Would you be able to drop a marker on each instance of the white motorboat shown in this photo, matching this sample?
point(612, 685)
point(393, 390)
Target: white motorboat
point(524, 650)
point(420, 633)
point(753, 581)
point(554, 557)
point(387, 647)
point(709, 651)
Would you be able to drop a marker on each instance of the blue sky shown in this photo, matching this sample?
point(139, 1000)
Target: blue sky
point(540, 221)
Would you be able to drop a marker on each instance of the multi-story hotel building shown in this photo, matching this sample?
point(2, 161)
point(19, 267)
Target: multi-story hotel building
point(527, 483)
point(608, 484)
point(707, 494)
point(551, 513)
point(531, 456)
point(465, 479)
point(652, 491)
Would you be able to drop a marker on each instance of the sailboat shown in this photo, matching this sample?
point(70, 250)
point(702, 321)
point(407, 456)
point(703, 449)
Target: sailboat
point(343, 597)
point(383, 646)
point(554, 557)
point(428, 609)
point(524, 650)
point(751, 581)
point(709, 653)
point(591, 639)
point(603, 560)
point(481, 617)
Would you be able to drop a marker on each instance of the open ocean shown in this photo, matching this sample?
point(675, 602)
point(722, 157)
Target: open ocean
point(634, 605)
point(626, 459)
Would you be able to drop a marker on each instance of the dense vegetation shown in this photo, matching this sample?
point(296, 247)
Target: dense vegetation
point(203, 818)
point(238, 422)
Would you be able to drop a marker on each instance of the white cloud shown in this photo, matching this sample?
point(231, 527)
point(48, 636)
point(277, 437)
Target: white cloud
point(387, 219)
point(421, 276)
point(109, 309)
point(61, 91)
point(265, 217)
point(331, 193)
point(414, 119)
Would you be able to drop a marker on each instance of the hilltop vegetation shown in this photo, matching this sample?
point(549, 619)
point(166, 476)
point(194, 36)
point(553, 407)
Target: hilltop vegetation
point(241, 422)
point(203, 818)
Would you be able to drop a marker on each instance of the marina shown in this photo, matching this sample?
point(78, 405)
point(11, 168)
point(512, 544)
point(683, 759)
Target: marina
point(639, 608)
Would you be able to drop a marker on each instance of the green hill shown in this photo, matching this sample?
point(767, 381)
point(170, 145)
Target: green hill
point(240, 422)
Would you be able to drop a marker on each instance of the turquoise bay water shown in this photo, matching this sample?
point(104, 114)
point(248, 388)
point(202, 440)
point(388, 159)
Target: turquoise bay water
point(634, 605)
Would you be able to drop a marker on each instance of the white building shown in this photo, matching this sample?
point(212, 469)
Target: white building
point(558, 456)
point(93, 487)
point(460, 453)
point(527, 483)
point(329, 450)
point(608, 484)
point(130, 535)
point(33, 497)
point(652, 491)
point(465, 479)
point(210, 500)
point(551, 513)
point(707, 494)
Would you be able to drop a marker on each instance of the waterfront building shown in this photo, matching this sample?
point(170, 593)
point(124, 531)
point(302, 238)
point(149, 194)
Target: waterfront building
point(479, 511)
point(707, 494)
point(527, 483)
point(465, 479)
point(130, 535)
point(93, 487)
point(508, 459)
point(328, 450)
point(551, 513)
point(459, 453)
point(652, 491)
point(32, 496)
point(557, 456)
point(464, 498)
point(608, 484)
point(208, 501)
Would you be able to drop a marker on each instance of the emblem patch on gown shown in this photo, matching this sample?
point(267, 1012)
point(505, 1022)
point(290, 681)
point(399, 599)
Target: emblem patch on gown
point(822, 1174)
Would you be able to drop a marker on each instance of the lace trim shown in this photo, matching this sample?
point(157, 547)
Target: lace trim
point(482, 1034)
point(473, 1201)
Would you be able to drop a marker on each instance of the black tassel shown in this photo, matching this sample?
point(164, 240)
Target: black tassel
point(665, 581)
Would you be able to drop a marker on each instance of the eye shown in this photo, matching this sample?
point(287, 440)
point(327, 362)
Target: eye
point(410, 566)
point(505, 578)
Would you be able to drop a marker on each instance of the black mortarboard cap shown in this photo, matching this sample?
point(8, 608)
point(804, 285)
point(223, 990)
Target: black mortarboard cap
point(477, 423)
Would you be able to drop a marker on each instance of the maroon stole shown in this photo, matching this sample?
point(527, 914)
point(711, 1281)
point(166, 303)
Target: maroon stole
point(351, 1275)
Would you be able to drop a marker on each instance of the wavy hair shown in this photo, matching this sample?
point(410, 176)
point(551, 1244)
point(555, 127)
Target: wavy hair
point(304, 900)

• • • • • • •

The task
Write out the listing again. Keep every character the same.

Response
Would you be able to drop a marker on each instance of the white motorboat shown in this photo, matching this sample?
point(612, 685)
point(393, 390)
Target: white motorboat
point(524, 650)
point(420, 633)
point(753, 581)
point(554, 557)
point(387, 647)
point(709, 651)
Would you be able to drop a marker on each instance of the blue sky shown in this photo, matching this sample?
point(139, 1000)
Target: blue sky
point(540, 221)
Would you be able to drop a marker on each instance of the multi-story hotel building shown in this photo, matching this sample?
point(2, 161)
point(19, 267)
Target: multi-story hotel building
point(527, 483)
point(608, 484)
point(707, 494)
point(551, 513)
point(531, 456)
point(465, 479)
point(652, 491)
Would you be able to drop a marker on each instance of the sailboat shown in this photo, matching this sample?
point(70, 250)
point(702, 321)
point(407, 456)
point(703, 449)
Target: sailboat
point(343, 597)
point(383, 646)
point(554, 557)
point(428, 609)
point(524, 650)
point(751, 581)
point(709, 653)
point(591, 639)
point(603, 560)
point(481, 617)
Would you be able to drop a marker on each instance of the open ocean shown in this photo, matching this sample?
point(675, 602)
point(722, 157)
Target: open ocean
point(634, 605)
point(626, 459)
Would you be able to drop a marker on each instance of the dense vegetation shown in this photo, matching this sample?
point(296, 247)
Target: dense vegetation
point(203, 818)
point(238, 422)
Would you be able to drop a marker on each instance of the white cloud shown in this photo, matching this sample?
point(231, 527)
point(48, 636)
point(277, 437)
Target: white cloud
point(387, 219)
point(421, 276)
point(109, 309)
point(61, 91)
point(265, 217)
point(331, 193)
point(414, 119)
Would you be able to drop a marker on each instance of the hilltop vegetation shown in this photo, matching this sample?
point(549, 619)
point(166, 476)
point(194, 36)
point(553, 407)
Target: hilltop vegetation
point(241, 422)
point(203, 818)
Would you be able to drop a marker on each instance of the marina shown in this photo, matching this sample?
point(78, 405)
point(11, 168)
point(512, 544)
point(683, 759)
Target: marina
point(639, 608)
Would you be able to drop a marker on each instance of the green hill shown in this photo, matching this sample?
point(767, 381)
point(170, 145)
Target: green hill
point(240, 422)
Would you be able to drop a marker on each instance of the turquoise bay water shown in this photo, matching this sample?
point(104, 114)
point(248, 388)
point(202, 440)
point(388, 159)
Target: turquoise bay water
point(634, 605)
Would you be able to drop a marker on each instance of the white building shown in this photo, matching this sample?
point(212, 469)
Target: white building
point(558, 456)
point(93, 487)
point(460, 453)
point(527, 483)
point(329, 450)
point(608, 484)
point(130, 535)
point(33, 497)
point(652, 491)
point(465, 479)
point(210, 500)
point(551, 513)
point(707, 494)
Would you be able to drop a marker on each instance of the waterfront building shown in this photo, matching this sample?
point(170, 593)
point(124, 531)
point(302, 238)
point(149, 194)
Target: waterfront building
point(479, 511)
point(707, 494)
point(527, 483)
point(465, 479)
point(130, 535)
point(93, 487)
point(508, 459)
point(328, 450)
point(551, 513)
point(459, 453)
point(652, 491)
point(32, 496)
point(557, 456)
point(464, 498)
point(608, 484)
point(208, 501)
Would you be able to drop a marker on each instance of the emblem patch on gown shown in this photo, matching this sample?
point(267, 1012)
point(505, 1022)
point(290, 681)
point(399, 599)
Target: emblem patch on gown
point(822, 1174)
Would you be able to drop a marker on each instance of the lace trim shown in this photo, matching this sample?
point(157, 547)
Target: lace trim
point(482, 1034)
point(473, 1201)
Would you be able to drop a marker on each instance of the black tassel shown in this photo, matching this sample?
point(164, 240)
Target: black tassel
point(665, 581)
Would you be able to drop a marker on each instance of the eye shown in this photo, matching this sample?
point(287, 440)
point(327, 362)
Target: eye
point(410, 566)
point(505, 578)
Would you be able to drop a marker on each instance of the black mortarboard cap shown in this photo, matching this sample?
point(8, 608)
point(804, 285)
point(223, 990)
Target: black mortarboard cap
point(477, 423)
Would you be able to drop a marker on each instance of the maroon stole shown in this photo, matching this sample?
point(527, 914)
point(711, 1281)
point(166, 303)
Target: maroon stole
point(351, 1275)
Would you be able to drop a marker on each instance of the wavy hair shown in this photo, matching this sample?
point(410, 176)
point(551, 1244)
point(555, 127)
Target: wavy hair
point(304, 900)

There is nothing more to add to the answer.